━━ EXCERPT

Chef Daran Poulin of Bowdoin College will be using Long Island cheese squash grown by Chris Cavendish at Fishbowl Farm to make a pumpkin bisque. Cavendish estimates he grew at least 1,000 pounds of this “heavy, dense, meaty squash.”

“It was actually a very popular squash at the turn of the century, obviously grown on Long Island and shipped to the cities and sold to immigrants,” Winglenski said. “It’s supposed to make just incredible soup, and it’s supposed to be very good baked.”

Gallit Sammon, Cavendish’s fiancee and a former chef, thinks the squash makes a nice soup because it has a higher water content than other varieties. She recently tried making some herself, and said it was “delicious.”

First, she pierced the squash and lightly rubbed it with olive oil. Then she roasted it until it was tender. While it was cooling, she sweat some onions and leeks in olive oil in a pot. Then she scooped out the flesh of the squash and added that, along with a little vegetable stock.

She let it cook until the flavors blended, then added a little cream. The entire mixture was blended with butter, salt and pepper, “and that was it. Really, a little bit (of seasoning). It was just the squash.”

The squash does have a unique flavor, Sammon said, “but it would be hard to describe. It’s a nice flavor. It’s not very grainy, so it has a nice texture after you cook it.”

Another food that will be featured at this year’s picnic is the Jacob’s cattle bean, a Prince Edward Island heirloom on the Ark of Taste. The plump, red-speckled bean was said to be a gift from Maine’s Passamaquoddy Indians to Joseph Clark, the first white child born in Lubec.

David Buchanan of Old Ocean House Farms is growing Canada crookneck squash, a bottle-shaped winter squash that is an ancestor of the modern butternut squash. The Canada crookneck, already on the Ark of Taste, is so endangered that Buchanan had to get his seeds from Old Sturbridge Village in Massachusetts, where they are being grown in the historic gardens.

“It’s delicious, it’s a very manageable size and it grows beautifully, so I’m not sure why it’s become so endangered,” Buchanan said. “But it is only available commercially from one company in Canada. No one in this country is carrying it.”

Buchanan has roasted one or two of the dozens of crooknecks he’s grown this year.

“It’s like a butternut,” he said. “It’s got a nice sweetness. We’ve only had a couple of them, so I can’t say a lot yet, but I like the texture. It’s a smooth texture.”


Buchanan knows what he’s talking about. Not only does he like to grow unusual and interesting varieties of vegetables and fruits, he is on the national Ark of Taste committee that chooses which foods will be listed. The foods have to have place-based traditions, interesting stories of cultural rootedness, “and they have to taste good,” Buchanan said.

The 10 members of the committee get together once a year at a restaurant and work with the chef, who brings out dishes made with threatened foods one by one for the committee to taste. The last meeting was in Madison, Wis., just three weeks ago.

On the table this year were two varieties of potatoes with interesting back stories. One was an extremely rare potato that came to North America directly from South America rather than Europe. The Bodega Red potato, the story goes, was brought to California by a Peruvian in 1840. The Red McClure potato had an interesting history in Colorado.

“It’s not just squash varieties,” Buchanan said. “We’ll taste fish and shellfish and meats. At the last meeting we tasted rye whisky, and we tasted a Cincinnati meat product called goetta, which is kind of a scrapple-like product. It’s a mixture of oats and meats, and it’s kind of sausage-like. It’s largely a breakfast food.”

No new foods from Maine were added to the Ark this time around, Buchanan said. He asks any Mainers who have ideas about foods that could help restore the region’s cultural and biological diversity to come forward.

“Anyone can nominate foods that they feel are worthy of the Ark, and we encourage individuals outside of the committee to do that,” he said.

Meanwhile, travel to Morris Farm on Sunday and take a trip back in time enjoying the heritage foods served at the American Harvest Picnic.

━━━━
━━ MATERIAL SUPPLIED

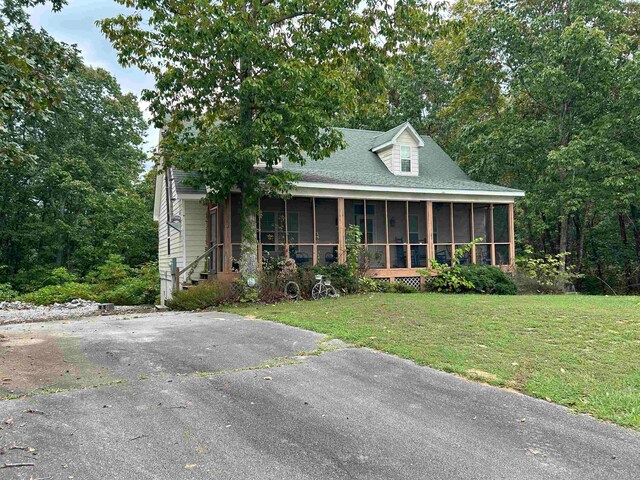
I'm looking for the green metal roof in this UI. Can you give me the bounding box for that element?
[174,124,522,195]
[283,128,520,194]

━━━━
━━ MATERIAL SUPPLIED

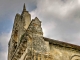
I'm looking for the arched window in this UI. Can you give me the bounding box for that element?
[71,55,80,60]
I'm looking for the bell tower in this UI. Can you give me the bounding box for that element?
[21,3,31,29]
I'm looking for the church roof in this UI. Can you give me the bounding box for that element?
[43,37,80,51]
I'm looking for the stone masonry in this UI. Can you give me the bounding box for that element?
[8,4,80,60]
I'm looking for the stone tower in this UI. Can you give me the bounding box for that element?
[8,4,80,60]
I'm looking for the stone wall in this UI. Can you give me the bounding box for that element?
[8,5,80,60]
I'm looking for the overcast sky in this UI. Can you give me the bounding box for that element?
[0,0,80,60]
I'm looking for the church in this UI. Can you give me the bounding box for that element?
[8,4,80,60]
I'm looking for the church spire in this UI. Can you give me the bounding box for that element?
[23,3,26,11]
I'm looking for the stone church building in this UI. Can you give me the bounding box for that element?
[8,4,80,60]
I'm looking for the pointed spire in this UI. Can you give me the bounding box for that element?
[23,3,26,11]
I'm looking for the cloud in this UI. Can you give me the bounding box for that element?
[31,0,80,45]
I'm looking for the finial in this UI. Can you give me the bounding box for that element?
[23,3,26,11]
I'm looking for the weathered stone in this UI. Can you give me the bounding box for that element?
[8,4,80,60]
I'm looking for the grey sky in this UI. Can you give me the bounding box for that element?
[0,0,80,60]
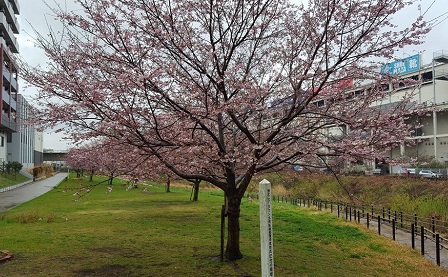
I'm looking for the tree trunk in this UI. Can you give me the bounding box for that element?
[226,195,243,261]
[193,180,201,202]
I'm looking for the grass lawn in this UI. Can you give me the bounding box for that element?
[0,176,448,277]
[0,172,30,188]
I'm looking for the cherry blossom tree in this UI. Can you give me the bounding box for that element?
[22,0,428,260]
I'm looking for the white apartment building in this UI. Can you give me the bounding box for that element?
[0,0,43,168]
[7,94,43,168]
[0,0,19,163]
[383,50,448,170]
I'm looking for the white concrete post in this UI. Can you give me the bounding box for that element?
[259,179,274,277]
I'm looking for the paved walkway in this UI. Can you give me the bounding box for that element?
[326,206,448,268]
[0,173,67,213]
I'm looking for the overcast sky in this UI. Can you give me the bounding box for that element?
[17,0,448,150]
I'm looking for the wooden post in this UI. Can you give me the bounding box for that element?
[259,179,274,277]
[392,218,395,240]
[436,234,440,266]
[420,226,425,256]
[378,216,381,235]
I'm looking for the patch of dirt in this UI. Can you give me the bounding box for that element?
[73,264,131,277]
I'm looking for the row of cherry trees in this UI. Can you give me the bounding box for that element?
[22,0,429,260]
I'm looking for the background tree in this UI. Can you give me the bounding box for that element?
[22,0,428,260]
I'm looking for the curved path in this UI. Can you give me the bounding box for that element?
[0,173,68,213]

━━━━
━━ MATERIAL SUPPLIED

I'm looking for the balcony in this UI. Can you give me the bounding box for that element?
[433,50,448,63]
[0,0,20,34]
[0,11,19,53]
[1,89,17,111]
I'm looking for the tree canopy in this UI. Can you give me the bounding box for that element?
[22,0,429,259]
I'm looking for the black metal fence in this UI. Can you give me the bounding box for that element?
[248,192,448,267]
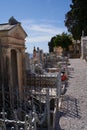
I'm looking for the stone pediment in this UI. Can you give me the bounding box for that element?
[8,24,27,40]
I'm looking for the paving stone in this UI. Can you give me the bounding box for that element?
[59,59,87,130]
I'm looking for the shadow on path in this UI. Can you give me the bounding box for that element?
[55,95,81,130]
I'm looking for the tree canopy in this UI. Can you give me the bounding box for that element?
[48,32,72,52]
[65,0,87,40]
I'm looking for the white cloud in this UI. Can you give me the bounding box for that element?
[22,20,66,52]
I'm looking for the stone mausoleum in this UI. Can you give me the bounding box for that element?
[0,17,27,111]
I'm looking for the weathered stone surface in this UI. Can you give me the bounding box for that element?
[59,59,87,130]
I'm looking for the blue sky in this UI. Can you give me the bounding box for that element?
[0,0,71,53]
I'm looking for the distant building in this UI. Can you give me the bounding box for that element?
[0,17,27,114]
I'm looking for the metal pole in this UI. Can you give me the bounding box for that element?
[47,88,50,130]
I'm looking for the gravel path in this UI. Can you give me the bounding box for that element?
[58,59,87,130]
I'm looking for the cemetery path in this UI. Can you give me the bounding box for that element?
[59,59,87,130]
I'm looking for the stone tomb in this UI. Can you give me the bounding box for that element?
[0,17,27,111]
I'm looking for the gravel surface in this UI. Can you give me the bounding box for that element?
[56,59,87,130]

━━━━

- **ABOUT THIS TASK**
According to the excerpt on heritage foods, where did David Buchanan get his Canada crookneck squash seeds?

- **RESULT FOR THIS EXERCISE**
He got them from Old Sturbridge Village in Massachusetts.